| Problem requirements |
When you find the line with "Target: road surface" among the records below, reproduce it and each line after it exactly, ending with the line with "Target: utility pole".

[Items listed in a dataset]

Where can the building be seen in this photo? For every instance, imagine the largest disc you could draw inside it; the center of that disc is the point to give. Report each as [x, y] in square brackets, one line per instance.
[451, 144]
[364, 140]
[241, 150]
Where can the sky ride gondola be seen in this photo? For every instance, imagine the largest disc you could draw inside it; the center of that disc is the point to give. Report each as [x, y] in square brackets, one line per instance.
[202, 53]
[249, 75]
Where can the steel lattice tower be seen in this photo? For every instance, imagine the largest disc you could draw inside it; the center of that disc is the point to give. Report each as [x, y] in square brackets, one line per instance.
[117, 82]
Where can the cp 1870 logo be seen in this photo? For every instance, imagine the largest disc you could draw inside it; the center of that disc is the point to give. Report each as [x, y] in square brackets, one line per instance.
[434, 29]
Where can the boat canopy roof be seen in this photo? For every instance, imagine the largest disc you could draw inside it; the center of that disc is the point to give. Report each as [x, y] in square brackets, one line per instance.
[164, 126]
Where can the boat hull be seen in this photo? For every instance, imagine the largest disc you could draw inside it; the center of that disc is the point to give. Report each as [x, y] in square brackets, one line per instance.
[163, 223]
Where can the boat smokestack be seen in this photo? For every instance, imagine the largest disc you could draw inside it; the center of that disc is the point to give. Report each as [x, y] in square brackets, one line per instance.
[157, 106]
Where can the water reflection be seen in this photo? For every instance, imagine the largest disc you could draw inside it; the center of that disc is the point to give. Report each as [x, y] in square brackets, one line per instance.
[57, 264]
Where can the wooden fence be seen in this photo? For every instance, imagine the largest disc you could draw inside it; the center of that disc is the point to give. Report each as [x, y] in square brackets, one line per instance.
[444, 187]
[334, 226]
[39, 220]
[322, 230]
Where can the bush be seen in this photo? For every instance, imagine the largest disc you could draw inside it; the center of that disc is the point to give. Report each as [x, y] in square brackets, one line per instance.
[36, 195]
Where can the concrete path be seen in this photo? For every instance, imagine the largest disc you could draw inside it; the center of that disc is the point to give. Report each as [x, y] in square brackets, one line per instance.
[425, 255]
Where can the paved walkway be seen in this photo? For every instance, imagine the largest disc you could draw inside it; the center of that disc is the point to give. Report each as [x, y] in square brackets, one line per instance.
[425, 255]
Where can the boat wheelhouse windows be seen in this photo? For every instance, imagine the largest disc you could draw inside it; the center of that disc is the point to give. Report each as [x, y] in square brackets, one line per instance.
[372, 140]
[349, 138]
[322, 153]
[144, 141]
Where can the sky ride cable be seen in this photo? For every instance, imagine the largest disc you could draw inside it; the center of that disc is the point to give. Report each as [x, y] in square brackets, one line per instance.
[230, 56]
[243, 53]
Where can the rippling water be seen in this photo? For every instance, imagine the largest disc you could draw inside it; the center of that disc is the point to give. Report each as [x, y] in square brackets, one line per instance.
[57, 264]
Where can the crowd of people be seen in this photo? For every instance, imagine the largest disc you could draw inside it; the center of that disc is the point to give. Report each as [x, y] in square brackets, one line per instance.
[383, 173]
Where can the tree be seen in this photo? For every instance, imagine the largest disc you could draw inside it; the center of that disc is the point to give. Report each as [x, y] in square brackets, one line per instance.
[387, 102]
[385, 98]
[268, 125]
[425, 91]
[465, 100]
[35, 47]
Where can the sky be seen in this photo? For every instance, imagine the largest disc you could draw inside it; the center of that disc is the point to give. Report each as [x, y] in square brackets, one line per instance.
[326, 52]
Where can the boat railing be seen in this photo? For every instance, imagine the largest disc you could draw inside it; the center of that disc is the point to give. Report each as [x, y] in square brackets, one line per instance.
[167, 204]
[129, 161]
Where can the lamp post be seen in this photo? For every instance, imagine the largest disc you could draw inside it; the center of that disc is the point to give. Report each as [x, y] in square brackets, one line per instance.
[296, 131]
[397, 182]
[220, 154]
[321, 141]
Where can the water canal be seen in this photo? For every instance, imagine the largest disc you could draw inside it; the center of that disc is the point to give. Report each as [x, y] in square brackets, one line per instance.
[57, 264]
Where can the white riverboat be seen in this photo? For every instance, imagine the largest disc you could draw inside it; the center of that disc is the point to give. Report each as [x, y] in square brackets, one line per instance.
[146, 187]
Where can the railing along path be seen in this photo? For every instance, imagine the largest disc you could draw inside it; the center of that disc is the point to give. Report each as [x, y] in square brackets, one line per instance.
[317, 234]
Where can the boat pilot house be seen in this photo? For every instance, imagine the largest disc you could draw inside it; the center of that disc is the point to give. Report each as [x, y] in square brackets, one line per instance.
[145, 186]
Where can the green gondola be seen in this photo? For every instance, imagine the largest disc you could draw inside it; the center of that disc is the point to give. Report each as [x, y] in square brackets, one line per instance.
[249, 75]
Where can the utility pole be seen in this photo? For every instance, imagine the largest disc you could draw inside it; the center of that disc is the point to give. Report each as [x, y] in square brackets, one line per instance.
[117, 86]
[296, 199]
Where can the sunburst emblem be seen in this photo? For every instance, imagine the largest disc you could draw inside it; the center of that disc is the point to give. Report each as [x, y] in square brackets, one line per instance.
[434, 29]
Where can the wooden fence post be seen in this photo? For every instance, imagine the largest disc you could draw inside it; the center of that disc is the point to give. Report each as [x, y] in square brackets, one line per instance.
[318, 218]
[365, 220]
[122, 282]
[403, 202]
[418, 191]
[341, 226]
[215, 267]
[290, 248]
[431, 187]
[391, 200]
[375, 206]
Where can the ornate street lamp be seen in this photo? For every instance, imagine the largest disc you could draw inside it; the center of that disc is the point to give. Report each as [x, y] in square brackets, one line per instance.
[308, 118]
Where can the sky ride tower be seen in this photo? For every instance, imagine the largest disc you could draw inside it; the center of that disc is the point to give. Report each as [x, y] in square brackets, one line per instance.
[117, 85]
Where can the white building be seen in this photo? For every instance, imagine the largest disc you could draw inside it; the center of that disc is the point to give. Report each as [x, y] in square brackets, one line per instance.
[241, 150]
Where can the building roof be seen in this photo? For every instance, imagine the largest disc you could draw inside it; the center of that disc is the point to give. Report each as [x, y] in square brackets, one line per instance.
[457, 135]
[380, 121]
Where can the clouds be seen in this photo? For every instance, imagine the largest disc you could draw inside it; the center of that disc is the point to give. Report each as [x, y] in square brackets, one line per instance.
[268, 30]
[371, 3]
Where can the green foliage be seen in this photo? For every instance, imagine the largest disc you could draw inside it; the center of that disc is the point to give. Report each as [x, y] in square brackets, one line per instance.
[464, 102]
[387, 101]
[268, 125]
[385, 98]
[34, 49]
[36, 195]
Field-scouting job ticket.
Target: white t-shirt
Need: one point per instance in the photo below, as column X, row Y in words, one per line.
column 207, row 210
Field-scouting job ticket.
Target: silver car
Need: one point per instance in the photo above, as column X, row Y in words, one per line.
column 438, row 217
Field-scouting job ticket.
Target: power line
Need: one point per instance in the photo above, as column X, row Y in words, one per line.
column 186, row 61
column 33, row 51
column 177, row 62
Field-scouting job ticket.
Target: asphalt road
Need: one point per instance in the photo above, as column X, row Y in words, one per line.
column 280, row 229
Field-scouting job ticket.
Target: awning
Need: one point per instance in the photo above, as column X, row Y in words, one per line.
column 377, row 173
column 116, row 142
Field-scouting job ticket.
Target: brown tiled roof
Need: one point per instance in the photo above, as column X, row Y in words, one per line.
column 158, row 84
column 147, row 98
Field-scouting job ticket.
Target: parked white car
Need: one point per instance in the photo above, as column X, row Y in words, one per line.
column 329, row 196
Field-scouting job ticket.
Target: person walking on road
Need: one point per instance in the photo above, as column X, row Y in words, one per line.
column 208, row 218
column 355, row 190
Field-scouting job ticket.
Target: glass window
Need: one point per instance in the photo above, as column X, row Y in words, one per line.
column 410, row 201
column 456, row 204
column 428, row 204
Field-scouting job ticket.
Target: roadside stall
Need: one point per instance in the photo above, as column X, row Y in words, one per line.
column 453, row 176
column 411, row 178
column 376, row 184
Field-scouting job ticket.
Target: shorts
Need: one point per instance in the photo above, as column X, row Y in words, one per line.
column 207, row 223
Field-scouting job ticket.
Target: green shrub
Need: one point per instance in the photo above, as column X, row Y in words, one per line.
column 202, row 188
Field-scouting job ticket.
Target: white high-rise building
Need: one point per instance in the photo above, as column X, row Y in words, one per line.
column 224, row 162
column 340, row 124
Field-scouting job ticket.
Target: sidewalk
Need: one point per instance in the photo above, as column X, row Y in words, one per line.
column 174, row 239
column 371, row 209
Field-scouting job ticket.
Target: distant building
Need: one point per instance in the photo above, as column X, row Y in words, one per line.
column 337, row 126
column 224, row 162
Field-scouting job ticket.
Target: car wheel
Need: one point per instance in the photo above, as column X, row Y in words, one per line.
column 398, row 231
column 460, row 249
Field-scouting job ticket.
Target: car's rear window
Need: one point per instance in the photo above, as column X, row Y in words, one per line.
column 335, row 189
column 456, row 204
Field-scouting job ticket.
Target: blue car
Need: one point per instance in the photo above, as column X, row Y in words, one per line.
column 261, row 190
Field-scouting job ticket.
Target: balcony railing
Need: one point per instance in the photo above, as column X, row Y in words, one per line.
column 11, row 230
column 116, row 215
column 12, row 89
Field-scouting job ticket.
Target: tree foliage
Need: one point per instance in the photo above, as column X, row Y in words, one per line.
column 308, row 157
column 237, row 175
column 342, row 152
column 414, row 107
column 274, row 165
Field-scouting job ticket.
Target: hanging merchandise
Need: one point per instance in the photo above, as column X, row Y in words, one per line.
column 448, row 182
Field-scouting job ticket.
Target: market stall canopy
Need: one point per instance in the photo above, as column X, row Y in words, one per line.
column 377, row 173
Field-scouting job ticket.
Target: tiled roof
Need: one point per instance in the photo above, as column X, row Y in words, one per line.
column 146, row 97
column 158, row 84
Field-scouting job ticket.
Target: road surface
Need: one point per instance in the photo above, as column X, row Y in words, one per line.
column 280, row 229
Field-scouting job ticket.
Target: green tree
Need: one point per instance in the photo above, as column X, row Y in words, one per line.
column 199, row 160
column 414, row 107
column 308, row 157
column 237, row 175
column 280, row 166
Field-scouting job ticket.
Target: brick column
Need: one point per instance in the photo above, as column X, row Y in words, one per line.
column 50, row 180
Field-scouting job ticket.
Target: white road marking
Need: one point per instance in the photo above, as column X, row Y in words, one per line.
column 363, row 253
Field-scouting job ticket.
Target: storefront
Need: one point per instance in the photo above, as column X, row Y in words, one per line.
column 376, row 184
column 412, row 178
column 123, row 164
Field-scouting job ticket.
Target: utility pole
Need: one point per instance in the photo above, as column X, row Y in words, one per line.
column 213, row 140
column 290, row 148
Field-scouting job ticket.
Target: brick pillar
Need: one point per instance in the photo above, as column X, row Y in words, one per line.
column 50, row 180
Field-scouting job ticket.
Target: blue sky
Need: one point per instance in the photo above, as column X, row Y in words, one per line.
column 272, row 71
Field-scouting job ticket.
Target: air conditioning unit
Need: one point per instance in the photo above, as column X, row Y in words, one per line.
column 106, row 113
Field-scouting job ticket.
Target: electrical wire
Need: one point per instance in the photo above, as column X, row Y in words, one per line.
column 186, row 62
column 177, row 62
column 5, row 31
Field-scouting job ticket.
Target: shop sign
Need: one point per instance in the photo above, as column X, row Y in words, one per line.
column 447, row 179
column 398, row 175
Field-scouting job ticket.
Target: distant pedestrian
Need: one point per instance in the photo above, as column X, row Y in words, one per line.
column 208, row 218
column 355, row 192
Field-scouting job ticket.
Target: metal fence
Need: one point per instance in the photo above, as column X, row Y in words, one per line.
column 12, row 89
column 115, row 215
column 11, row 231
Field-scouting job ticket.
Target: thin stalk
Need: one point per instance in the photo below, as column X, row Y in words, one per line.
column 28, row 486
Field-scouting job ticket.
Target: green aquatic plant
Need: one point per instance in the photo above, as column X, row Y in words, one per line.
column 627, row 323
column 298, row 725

| Task solution |
Target: road surface
Need: one point per instance in the photo above, as column X, row Y in words, one per line.
column 280, row 229
Field-scouting job ticket.
Target: green tree
Need: one point per instance in the photo above, as column X, row Y in words, one per line.
column 199, row 160
column 414, row 107
column 308, row 157
column 237, row 175
column 280, row 166
Field-scouting job ticket.
Target: brick column
Need: one point per instance in the photo above, as column X, row Y in words, one per line.
column 50, row 180
Field-scouting job ticket.
Target: white road marking
Need: one point per instance in the photo above, as column X, row Y in words, one per line.
column 363, row 253
Field-scouting job ticket.
Target: storefront
Need: one point per instance in the photo above, as column X, row Y in words, one per line.
column 376, row 184
column 412, row 178
column 123, row 164
Field-scouting job ticket.
Target: utility pole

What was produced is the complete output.